- _Tasks for this exercise_:
[1] Reproduce the portion of the text on the Shepherd Cox IVA Proposals between "Thanks to those" and "key bullet points.", inclusive, word for word.
[2] Answer these questions using the text on the Shepherd Cox IVA Proposals:
(a) How long are the proposal documents?
(b) In what year do the writers expect a "Pre-Pack" administration of Festival Hotels Group Ltd?
(c) What kind of clause is missing from the proposals?
[3] Write the next part of the text on the Shepherd Cox IVA Proposals, continuing from its final sentence.

- _Text excerpt_:
◆ ◆ ◆

Shepherd Cox Director IVA Proposals. Part One.
Thanks to those creditors of Lee Bramzell and Nick Carlile who have forwarded copies of the Shepherd Cox Director IVA Proposals. The documents are more than 110 pages long so we have selected some key bullet points.
We see very little attraction for creditors in supporting the IVA Proposals because Lee Bramzell and Nick Carlile are proposing that almost all their assets should be in the “Excluded Assets” section i.e they are not prepared to give them up to the creditors. Furthermore, there is a very good chance the IVA Proposals are just a stalling tactic to stave off bankruptcy until the time that there can be a ‘Pre-Pack’ administration of Festival Hotels Group Ltd which would leave creditors with nothing. We fully expect that to happen in 2021. There is no provision in either of the IVA Proposals that the IVAs of both men should terminate upon any act of insolvency involving Festival Hotels Group Ltd. Considering that the Proposals are based entirely on one promise i.e that Festival Hotels Group Ltd will make payment in 5 years time, creditors should be protected from underhand attempts to transfer assets. A termination clause is standard in IVA Proposals, but it is missing from these proposals. The Proposals should be rejected on that basis alone.

◆ ◆ ◆

- _Excerpted records_:

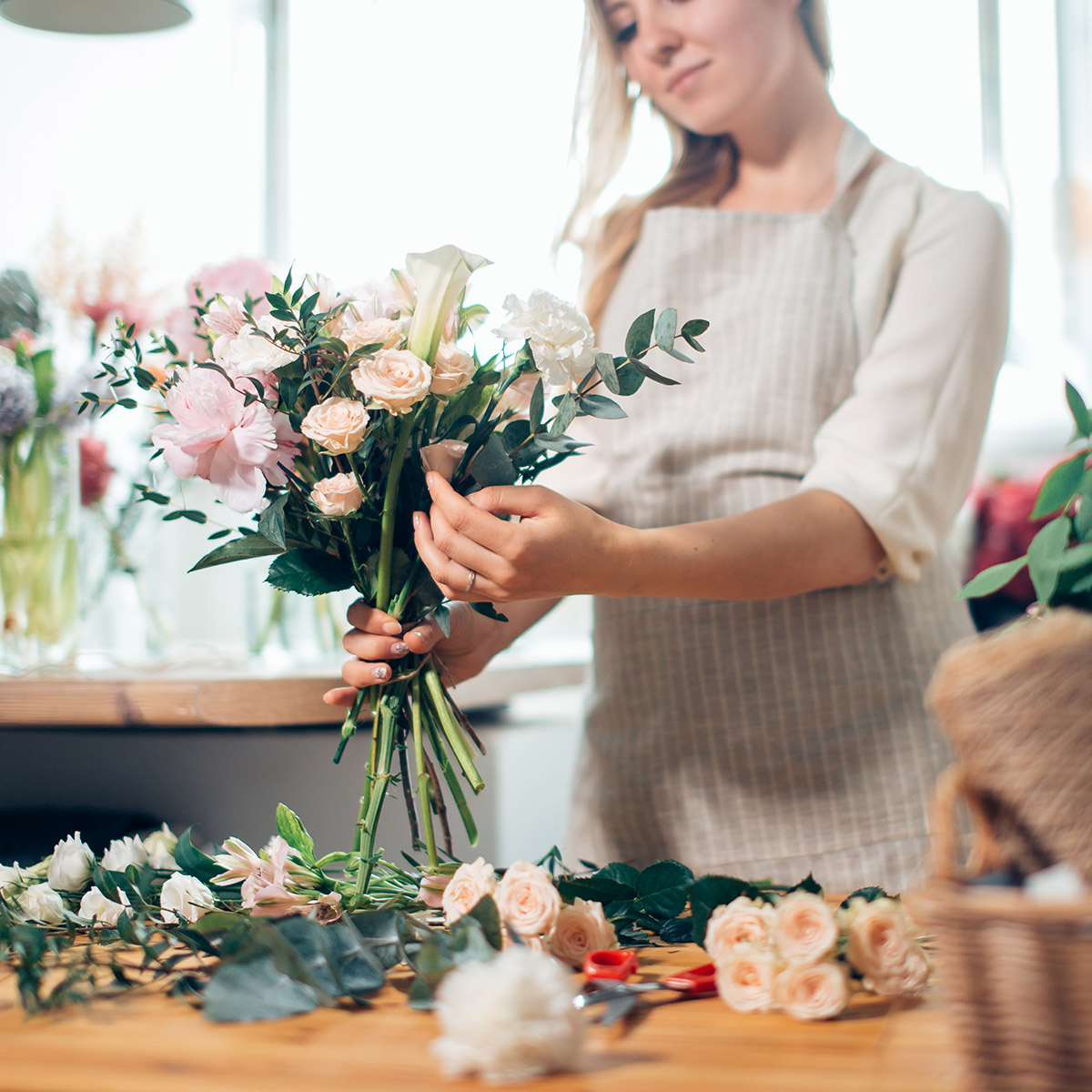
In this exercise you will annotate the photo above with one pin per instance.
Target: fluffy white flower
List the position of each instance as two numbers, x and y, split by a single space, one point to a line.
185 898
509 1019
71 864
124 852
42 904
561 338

◆ ◆ ◆

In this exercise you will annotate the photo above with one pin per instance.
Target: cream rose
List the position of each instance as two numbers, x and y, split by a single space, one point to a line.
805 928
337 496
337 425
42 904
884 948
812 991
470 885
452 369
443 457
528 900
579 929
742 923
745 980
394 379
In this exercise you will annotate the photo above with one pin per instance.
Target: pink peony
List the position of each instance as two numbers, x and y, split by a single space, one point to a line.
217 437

◆ ◆ ◆

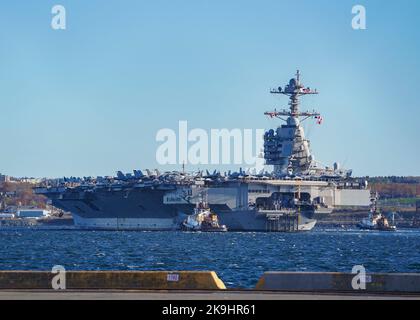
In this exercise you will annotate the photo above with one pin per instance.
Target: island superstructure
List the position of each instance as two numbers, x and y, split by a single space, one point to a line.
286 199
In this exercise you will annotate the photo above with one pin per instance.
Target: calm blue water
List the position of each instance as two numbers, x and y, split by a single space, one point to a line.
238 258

◆ ◆ ◆

- _Results of the tasks_:
[1]
Thanks to those creditors of Lee Bramzell and Nick Carlile who have forwarded copies of the Shepherd Cox Director IVA Proposals. The documents are more than 110 pages long so we have selected some key bullet points.

[2]
(a) More than 110 pages.
(b) 2021.
(c) A termination clause.

[3]
The IVA Proposals contain the following information:
1. Lee Bramzell has declared personal debts of just over £15m;
2. Nick Carlile has declared personal debts of just over £19.5m;
3. Our interest is in the room investors who paid £16m for their bedrooms. None of those room investors are included as creditors. In fact, there is barely a mention of room investors other than to explain to creditors that bedroom sales formed one part of the Shepherd Cox fundraising strategy.
4. The claim made by the Administrators of the six hotels is not in the list of creditors. Neither is the claim made by the Administrator for the repayment of unlawful dividends. The Directors seek to justify the exclusion on the grounds that they don’t agree with the claims made by the Administrator. The good news is that the Administrator is not bound by the outcome of the IVA Proposals and retains rights to pursue the debts.
5. Quite a few of the creditors are inter-linked with Lee Bramzell and Nick Carlile in other ventures. Their claims are likely to be challenged on the grounds that the IVA Proposals are being padded out with friends, whilst ignoring independent, legitimate creditors.
6. We note the presence of quite a few creditors from the Jewish community. It would appear that this group was targeted for debt funding, rather than for room sales.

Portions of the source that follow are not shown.